Available data
━━━━━━━━━━━━━━━━
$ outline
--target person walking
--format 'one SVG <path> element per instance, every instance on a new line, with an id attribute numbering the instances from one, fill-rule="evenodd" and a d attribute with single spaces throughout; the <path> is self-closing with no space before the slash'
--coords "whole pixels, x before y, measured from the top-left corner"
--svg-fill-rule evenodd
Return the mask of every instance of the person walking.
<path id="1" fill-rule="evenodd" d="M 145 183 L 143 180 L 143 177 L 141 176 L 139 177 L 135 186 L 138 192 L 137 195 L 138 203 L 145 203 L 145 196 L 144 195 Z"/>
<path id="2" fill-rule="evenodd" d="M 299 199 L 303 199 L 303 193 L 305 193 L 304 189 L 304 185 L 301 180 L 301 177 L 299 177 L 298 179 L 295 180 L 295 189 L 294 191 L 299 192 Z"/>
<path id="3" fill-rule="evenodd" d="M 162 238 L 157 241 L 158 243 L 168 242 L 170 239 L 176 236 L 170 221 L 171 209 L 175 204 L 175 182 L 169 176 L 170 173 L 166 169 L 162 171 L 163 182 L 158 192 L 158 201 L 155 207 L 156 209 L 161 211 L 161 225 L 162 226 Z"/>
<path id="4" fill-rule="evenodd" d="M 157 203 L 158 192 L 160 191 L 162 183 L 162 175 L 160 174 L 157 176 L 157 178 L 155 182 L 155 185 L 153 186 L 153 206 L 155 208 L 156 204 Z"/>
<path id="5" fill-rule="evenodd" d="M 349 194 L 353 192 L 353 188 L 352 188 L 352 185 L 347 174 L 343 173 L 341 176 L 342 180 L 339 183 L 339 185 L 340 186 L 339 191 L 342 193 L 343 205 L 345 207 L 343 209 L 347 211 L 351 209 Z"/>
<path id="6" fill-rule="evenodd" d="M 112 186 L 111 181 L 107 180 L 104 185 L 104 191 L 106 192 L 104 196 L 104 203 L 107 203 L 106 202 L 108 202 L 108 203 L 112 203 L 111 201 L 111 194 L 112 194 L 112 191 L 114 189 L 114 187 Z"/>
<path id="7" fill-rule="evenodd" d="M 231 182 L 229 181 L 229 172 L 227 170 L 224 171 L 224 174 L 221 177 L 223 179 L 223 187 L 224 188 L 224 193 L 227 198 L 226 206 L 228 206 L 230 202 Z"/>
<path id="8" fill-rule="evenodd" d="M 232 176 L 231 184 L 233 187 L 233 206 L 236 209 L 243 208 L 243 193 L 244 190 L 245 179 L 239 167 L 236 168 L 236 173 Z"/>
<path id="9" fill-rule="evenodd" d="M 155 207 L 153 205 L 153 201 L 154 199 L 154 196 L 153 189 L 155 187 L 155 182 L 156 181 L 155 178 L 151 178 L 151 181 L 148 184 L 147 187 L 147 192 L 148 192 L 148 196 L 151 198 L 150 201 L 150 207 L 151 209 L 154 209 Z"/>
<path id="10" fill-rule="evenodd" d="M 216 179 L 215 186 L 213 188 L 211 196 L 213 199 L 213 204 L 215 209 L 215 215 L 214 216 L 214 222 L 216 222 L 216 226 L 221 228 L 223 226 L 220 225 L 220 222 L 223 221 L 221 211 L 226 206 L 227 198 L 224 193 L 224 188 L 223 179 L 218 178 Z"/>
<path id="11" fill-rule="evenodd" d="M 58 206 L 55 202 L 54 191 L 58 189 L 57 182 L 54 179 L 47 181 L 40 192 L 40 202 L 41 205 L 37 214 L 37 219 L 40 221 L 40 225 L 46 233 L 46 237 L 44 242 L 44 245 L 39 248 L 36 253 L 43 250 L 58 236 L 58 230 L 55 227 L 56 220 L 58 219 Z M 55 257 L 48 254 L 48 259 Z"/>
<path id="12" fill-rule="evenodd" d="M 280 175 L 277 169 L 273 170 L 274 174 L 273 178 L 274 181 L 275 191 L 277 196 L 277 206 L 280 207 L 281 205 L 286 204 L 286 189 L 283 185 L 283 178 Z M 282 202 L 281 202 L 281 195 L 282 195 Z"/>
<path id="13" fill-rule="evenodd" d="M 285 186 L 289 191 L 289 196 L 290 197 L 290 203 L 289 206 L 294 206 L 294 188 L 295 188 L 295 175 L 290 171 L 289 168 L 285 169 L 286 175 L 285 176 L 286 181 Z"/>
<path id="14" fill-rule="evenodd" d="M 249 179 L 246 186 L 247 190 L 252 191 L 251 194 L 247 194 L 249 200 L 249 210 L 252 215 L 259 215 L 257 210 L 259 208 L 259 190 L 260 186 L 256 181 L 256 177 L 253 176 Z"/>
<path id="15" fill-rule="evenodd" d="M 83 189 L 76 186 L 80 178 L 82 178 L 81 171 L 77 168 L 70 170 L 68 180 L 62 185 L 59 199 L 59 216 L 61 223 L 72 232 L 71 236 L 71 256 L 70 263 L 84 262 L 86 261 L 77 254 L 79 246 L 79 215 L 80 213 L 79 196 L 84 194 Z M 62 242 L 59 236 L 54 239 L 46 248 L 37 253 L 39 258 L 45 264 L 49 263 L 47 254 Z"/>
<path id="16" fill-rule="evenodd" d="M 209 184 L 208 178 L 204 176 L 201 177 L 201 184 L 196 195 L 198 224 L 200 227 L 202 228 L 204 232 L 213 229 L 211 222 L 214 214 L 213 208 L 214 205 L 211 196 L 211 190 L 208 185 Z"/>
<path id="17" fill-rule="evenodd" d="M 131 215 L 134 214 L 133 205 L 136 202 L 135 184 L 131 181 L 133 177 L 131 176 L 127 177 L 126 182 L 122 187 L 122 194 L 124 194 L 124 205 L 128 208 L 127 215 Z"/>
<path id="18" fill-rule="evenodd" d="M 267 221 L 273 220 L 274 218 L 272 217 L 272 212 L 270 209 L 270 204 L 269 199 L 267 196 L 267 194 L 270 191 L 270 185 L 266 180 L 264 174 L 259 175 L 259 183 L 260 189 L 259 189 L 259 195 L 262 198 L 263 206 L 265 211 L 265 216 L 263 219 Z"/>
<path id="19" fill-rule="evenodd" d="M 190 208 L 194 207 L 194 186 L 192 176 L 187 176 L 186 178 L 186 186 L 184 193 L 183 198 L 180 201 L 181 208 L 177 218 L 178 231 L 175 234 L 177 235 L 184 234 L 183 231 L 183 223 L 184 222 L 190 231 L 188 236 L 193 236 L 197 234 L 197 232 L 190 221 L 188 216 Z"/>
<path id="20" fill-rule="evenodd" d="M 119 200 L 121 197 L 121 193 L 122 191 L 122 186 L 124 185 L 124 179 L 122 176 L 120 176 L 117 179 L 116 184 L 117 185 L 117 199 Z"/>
━━━━━━━━━━━━━━━━
Task directions
Print the data above line for line, with every character kept as it is.

Output of the exercise
$ outline
--target person walking
--format 'one SVG <path> element per instance, every instance on a new line, with an id attribute numbering the instances from one, fill-rule="evenodd" and a d attribute with single spaces throughout; the <path> is self-closing with no space before the slash'
--coords "whole pixels, x before y, measured from the top-left corner"
--svg-fill-rule evenodd
Return the mask of every instance of the person walking.
<path id="1" fill-rule="evenodd" d="M 145 183 L 143 180 L 143 177 L 141 176 L 139 177 L 135 186 L 138 192 L 137 195 L 138 203 L 145 203 L 145 196 L 144 195 Z"/>
<path id="2" fill-rule="evenodd" d="M 299 199 L 303 199 L 303 193 L 305 193 L 304 189 L 304 185 L 301 180 L 301 177 L 299 177 L 298 179 L 295 180 L 295 189 L 294 191 L 299 192 Z"/>
<path id="3" fill-rule="evenodd" d="M 162 238 L 157 241 L 158 243 L 168 242 L 170 239 L 176 236 L 170 221 L 171 209 L 175 204 L 175 182 L 169 176 L 170 173 L 166 169 L 162 171 L 163 182 L 158 192 L 158 201 L 155 207 L 156 209 L 161 211 L 161 225 L 162 226 Z"/>
<path id="4" fill-rule="evenodd" d="M 157 203 L 158 192 L 160 191 L 162 183 L 162 175 L 160 174 L 157 176 L 157 178 L 155 182 L 155 185 L 153 186 L 153 206 L 155 208 L 156 204 Z"/>
<path id="5" fill-rule="evenodd" d="M 349 194 L 353 192 L 353 188 L 352 188 L 352 185 L 347 174 L 343 173 L 341 176 L 342 180 L 339 183 L 339 185 L 340 186 L 339 191 L 342 193 L 343 205 L 345 207 L 343 209 L 347 211 L 351 209 Z"/>
<path id="6" fill-rule="evenodd" d="M 112 186 L 111 181 L 107 180 L 104 185 L 104 191 L 106 192 L 104 196 L 104 203 L 107 203 L 106 202 L 108 202 L 108 203 L 112 203 L 111 201 L 111 194 L 112 194 L 112 191 L 114 189 L 114 187 Z"/>
<path id="7" fill-rule="evenodd" d="M 231 182 L 229 181 L 229 172 L 227 170 L 224 171 L 224 174 L 221 177 L 223 179 L 223 187 L 224 188 L 224 193 L 227 198 L 226 206 L 228 206 L 230 202 Z"/>
<path id="8" fill-rule="evenodd" d="M 232 176 L 231 184 L 233 187 L 233 206 L 236 209 L 243 208 L 243 193 L 244 190 L 245 179 L 239 167 L 236 168 L 236 173 Z"/>
<path id="9" fill-rule="evenodd" d="M 155 207 L 153 205 L 153 201 L 154 199 L 154 196 L 153 189 L 155 187 L 155 182 L 156 181 L 155 178 L 151 178 L 151 181 L 148 184 L 147 187 L 147 192 L 148 192 L 148 196 L 151 198 L 150 201 L 150 207 L 151 209 L 154 209 Z"/>
<path id="10" fill-rule="evenodd" d="M 216 179 L 215 186 L 213 188 L 211 196 L 213 199 L 213 204 L 215 209 L 215 215 L 214 216 L 214 222 L 216 222 L 216 226 L 221 228 L 223 226 L 220 225 L 220 222 L 223 221 L 221 211 L 226 206 L 227 198 L 224 193 L 224 188 L 223 179 L 218 178 Z"/>
<path id="11" fill-rule="evenodd" d="M 58 206 L 55 202 L 54 191 L 58 189 L 57 182 L 54 179 L 47 181 L 40 192 L 40 202 L 41 205 L 37 214 L 37 219 L 40 221 L 40 225 L 46 233 L 46 237 L 44 242 L 44 245 L 39 248 L 36 253 L 43 250 L 58 236 L 58 230 L 55 227 L 56 220 L 58 219 Z M 55 257 L 48 254 L 48 259 Z"/>
<path id="12" fill-rule="evenodd" d="M 280 175 L 277 169 L 273 170 L 274 174 L 273 178 L 274 181 L 275 191 L 277 196 L 277 206 L 280 207 L 281 205 L 286 204 L 286 189 L 283 185 L 283 178 Z M 282 202 L 281 202 L 281 195 L 282 195 Z"/>
<path id="13" fill-rule="evenodd" d="M 285 186 L 289 191 L 289 196 L 290 197 L 290 203 L 289 206 L 294 206 L 294 188 L 295 188 L 295 175 L 290 171 L 289 168 L 285 169 L 286 175 L 285 176 L 286 181 Z"/>
<path id="14" fill-rule="evenodd" d="M 249 179 L 246 186 L 247 190 L 252 191 L 251 194 L 247 194 L 249 200 L 249 210 L 252 215 L 259 215 L 257 210 L 259 208 L 259 190 L 260 186 L 256 181 L 256 177 L 253 176 Z"/>
<path id="15" fill-rule="evenodd" d="M 83 189 L 76 186 L 80 178 L 82 178 L 81 171 L 77 168 L 70 170 L 68 180 L 62 185 L 59 199 L 59 216 L 61 223 L 72 232 L 71 236 L 71 256 L 70 263 L 84 262 L 86 261 L 77 254 L 79 246 L 79 215 L 80 213 L 79 196 L 84 194 Z M 62 242 L 59 236 L 54 239 L 46 248 L 37 253 L 39 258 L 45 264 L 49 263 L 47 254 Z"/>
<path id="16" fill-rule="evenodd" d="M 209 184 L 208 178 L 204 176 L 201 177 L 201 184 L 196 195 L 198 224 L 200 227 L 202 228 L 204 232 L 213 229 L 211 222 L 214 214 L 213 208 L 214 205 L 211 196 L 211 190 L 208 185 Z"/>
<path id="17" fill-rule="evenodd" d="M 131 215 L 134 214 L 133 205 L 136 202 L 135 184 L 131 181 L 133 177 L 131 176 L 127 177 L 126 182 L 122 187 L 122 194 L 124 194 L 124 205 L 128 208 L 127 215 Z"/>
<path id="18" fill-rule="evenodd" d="M 267 221 L 273 220 L 274 218 L 272 217 L 272 212 L 270 209 L 270 204 L 269 199 L 267 196 L 267 194 L 270 191 L 270 185 L 266 180 L 264 174 L 259 175 L 259 183 L 260 189 L 259 189 L 259 195 L 262 198 L 263 206 L 265 211 L 265 216 L 263 219 Z"/>
<path id="19" fill-rule="evenodd" d="M 190 208 L 194 207 L 194 186 L 192 176 L 187 176 L 186 178 L 186 186 L 184 193 L 183 198 L 180 201 L 181 208 L 177 218 L 178 231 L 175 234 L 177 235 L 184 234 L 183 231 L 183 223 L 184 222 L 190 231 L 188 236 L 193 236 L 197 234 L 197 232 L 190 221 L 188 216 Z"/>
<path id="20" fill-rule="evenodd" d="M 119 200 L 121 197 L 121 193 L 122 191 L 122 186 L 124 185 L 124 179 L 122 176 L 120 176 L 117 179 L 116 184 L 117 185 L 117 199 Z"/>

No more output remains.